» Task to complete
Which lines in the material below contain the string "gray"? Pull out each one in full, treating uppercase and lowercase as distinct.

» Record excerpts
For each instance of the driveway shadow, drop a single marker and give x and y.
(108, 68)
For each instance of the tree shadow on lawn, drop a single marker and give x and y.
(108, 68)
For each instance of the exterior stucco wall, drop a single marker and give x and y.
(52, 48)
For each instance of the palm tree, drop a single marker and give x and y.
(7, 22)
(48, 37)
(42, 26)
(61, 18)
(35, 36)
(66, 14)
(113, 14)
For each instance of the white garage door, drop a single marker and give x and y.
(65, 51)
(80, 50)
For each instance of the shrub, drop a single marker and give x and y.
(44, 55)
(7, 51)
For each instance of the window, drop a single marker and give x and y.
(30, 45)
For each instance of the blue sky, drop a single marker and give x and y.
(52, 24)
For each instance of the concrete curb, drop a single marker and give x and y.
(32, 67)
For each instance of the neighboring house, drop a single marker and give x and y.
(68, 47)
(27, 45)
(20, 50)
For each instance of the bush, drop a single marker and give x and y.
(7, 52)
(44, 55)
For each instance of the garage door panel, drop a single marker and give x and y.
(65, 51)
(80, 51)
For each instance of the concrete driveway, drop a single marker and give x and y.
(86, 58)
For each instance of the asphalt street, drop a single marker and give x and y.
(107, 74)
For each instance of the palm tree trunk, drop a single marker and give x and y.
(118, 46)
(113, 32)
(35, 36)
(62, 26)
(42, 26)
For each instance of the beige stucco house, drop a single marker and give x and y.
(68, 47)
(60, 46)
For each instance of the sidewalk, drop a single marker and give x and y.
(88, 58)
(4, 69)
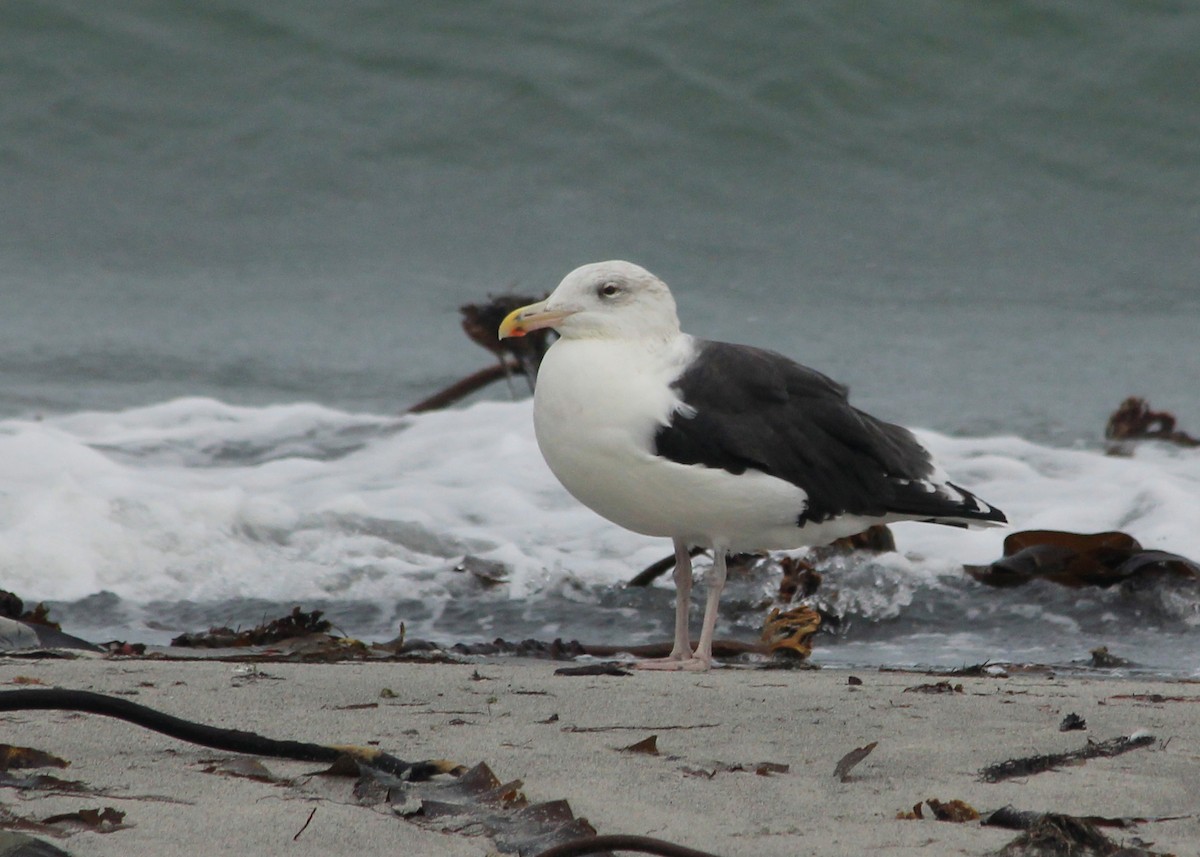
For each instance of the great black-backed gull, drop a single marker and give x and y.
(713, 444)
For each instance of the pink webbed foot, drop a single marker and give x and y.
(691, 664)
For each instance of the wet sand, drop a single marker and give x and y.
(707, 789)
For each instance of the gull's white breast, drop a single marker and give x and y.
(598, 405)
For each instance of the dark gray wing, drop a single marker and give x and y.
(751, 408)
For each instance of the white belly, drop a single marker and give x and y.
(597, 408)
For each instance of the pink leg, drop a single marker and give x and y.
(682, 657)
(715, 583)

* * *

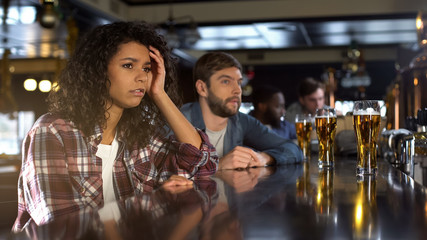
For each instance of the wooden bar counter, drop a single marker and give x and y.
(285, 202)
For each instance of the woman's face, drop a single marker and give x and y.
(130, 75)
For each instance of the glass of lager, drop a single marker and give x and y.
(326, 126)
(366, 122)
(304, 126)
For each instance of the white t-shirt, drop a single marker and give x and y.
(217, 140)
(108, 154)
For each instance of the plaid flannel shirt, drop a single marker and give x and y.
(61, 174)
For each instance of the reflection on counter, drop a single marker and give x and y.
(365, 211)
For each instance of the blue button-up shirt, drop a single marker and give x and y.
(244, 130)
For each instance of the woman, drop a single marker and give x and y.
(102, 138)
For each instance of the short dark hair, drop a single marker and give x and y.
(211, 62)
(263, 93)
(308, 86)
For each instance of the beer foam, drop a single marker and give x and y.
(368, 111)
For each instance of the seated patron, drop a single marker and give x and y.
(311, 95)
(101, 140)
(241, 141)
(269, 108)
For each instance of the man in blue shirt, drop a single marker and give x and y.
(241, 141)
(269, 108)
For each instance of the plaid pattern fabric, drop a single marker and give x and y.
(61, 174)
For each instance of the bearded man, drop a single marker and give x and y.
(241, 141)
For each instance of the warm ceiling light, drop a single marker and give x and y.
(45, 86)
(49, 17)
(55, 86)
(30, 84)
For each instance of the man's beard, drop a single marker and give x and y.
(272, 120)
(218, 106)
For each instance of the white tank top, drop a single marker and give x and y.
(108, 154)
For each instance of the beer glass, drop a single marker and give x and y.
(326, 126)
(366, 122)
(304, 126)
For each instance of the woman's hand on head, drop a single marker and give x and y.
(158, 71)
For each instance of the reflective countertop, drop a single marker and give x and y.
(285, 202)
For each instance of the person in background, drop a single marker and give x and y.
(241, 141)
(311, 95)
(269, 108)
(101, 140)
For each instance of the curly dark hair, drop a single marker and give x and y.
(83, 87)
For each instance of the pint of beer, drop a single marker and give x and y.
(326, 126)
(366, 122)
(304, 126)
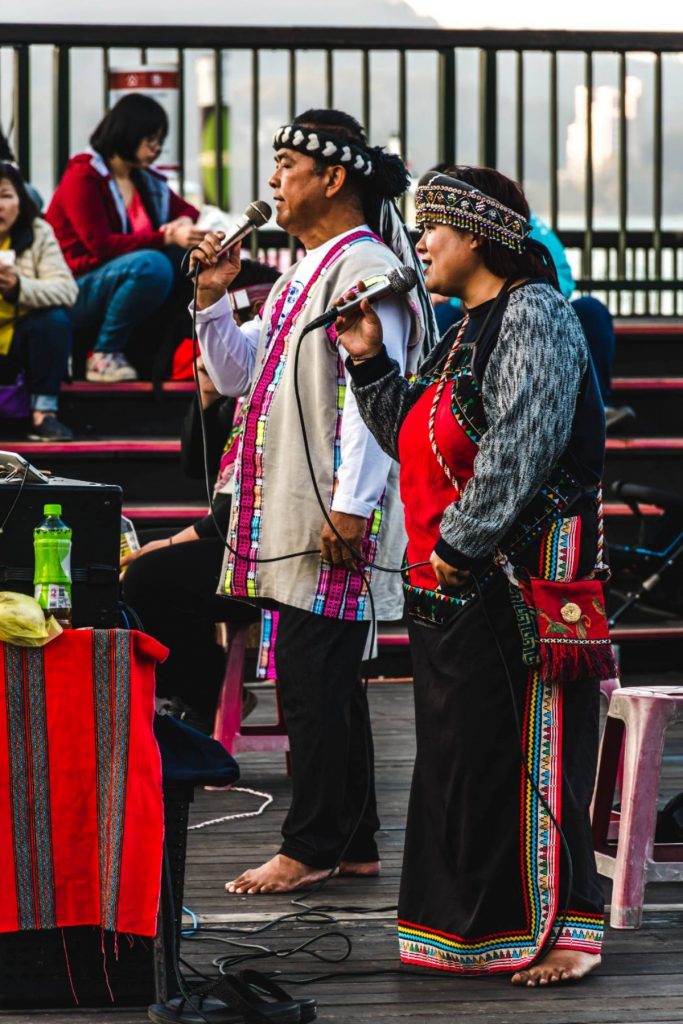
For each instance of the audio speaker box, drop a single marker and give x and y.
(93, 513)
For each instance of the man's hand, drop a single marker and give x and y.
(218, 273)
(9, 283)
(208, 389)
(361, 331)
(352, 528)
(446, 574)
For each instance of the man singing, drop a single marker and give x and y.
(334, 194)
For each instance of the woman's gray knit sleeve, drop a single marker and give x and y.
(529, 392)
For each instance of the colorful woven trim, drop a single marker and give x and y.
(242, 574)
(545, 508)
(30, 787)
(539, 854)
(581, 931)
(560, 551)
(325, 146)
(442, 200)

» Written answer
For each instance of the dark gray wing, drop a single marker and give x and y.
For each instance of the woman's gray knit sleeve, drop a single marker and give x and y.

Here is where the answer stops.